Document text:
++++++++++
Monday, March 19, 2018

Entry Notes To Self...renewal

Our Being Series
My morning walk
Yellow and White Daffodils 
Journal Entry: 1/27/18


I first noticed it yesterday on my drive up from the country. Open fields, now turning a brilliant green carpet of clover. On each ridge in a distance, you could see beautiful patches of yellow and white jonquils. Each showing proudly where families once stood. A not so distant pass, but forgotten still. Generations that were connected to nature and all that sustained that in their lives. Think how connected to nature our Native Americans were. The last totally connected civilization in our history.

On my walk this morning, I felt like Spring today. A time when nature’s renewal is just beginning. Especially near the back of my neighborhood, where Nature meets civilization. Walking the edge between two worlds that depends one on the other. Nature and Civilization...a codependent relationship that has existed from the beginning.

Nature with... her chaos, randomness and patience and on the other side this ordered and impatient but beautiful arranged gardens. Each house displaying their purple and yellow (mostly) rows of pansies, and their dogwood trees with swollen buds. The Society Garlic are standing tall with just a scent of their intentions. So many varieties pushing their way out of their winters pain and emerging into light. All are just ready to surprise you any day now with their new multi colored robe. Spring, the arrival of renewal.

I don’t know why this story keeps sticking with me this morning, but I keep thinking about a news story from a small village where I spend my summer days. Let me tell it as best as I can.

”There were two alerts sent out on Saturday, that a man and women had been missing. Francis, suffering from dementia, had gone missing from her home around noon on Friday. Robert, a 70 year old, was last seen riding his red bike out of his driveway around noon on Thursday headed south on A1A near Flagler, Florida.
++++++++++
Data excerpts:
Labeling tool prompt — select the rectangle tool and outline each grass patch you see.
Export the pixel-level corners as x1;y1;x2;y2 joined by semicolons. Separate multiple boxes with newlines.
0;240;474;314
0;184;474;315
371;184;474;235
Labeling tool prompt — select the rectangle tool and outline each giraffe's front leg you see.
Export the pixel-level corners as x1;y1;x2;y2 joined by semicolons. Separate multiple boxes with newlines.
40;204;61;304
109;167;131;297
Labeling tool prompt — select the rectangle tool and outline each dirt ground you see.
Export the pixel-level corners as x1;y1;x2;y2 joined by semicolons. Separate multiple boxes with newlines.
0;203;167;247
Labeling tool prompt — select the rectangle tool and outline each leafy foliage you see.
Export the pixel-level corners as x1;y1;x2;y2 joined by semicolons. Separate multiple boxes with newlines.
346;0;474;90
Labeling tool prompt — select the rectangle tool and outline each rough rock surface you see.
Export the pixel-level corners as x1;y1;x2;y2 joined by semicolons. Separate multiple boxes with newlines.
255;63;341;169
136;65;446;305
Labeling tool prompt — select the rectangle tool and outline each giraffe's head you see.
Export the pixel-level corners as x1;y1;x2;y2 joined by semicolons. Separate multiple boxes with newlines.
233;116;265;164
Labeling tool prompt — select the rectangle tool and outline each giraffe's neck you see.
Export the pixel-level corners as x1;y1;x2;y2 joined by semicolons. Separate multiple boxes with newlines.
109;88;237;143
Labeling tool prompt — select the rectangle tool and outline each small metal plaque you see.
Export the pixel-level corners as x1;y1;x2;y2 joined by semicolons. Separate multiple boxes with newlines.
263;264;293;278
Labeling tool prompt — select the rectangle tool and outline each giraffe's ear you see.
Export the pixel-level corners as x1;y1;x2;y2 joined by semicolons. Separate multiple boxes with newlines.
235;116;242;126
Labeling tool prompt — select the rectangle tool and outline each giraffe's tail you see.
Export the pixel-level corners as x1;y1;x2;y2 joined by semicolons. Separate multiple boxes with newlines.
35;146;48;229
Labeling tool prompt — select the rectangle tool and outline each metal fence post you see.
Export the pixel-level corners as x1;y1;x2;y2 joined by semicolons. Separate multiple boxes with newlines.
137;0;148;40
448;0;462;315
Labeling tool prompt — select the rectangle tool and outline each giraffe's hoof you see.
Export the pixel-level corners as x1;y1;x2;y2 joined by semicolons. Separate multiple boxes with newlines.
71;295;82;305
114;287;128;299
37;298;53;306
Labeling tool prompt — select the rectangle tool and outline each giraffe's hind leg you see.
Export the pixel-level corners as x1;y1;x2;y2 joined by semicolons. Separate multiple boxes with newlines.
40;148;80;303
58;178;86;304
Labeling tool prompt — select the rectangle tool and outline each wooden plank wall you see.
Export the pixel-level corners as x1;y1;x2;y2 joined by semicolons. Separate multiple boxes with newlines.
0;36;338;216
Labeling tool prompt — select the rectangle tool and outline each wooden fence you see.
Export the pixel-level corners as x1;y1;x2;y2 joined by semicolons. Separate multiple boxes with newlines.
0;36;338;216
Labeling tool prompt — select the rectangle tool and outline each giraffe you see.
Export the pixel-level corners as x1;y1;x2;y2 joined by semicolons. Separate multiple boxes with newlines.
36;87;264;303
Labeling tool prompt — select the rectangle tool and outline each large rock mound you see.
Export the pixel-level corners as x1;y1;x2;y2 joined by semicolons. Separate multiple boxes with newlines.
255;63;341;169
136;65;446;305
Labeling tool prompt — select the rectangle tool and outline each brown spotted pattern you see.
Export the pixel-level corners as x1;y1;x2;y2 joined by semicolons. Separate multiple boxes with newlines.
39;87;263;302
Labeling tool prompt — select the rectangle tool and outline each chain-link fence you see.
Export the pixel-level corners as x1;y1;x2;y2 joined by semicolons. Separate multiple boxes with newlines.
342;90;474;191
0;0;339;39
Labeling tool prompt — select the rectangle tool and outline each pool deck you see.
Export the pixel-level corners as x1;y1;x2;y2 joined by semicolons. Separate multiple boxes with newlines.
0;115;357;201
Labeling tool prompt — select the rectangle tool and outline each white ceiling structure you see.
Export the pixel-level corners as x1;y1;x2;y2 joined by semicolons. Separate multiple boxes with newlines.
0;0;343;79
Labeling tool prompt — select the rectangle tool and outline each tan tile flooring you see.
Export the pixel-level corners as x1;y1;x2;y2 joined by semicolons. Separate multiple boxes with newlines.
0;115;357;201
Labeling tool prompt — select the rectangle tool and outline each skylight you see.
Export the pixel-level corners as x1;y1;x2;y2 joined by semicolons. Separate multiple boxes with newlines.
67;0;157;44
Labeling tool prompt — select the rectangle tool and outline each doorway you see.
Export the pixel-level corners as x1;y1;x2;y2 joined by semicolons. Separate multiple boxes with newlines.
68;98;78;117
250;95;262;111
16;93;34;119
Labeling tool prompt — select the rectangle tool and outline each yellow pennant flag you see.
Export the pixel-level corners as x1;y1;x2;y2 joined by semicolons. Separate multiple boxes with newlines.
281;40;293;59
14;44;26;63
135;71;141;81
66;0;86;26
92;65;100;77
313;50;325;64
++++++++++
Work order: For each statement, say whether the journal entry agrees with it and quote the words that decide it. (a) The yellow and white jonquils could be seen on each ridge in a distance. (b) The pansies along the neighborhood houses are mostly red and white. (c) Robert was last seen riding his bike headed north.

Task result:
(a) Yes: "On each ridge in a distance, you could see beautiful patches of yellow and white jonquils."
(b) No: "Each house displaying their purple and yellow (mostly) rows of pansies"
(c) No: "headed south on A1A near Flagler, Florida."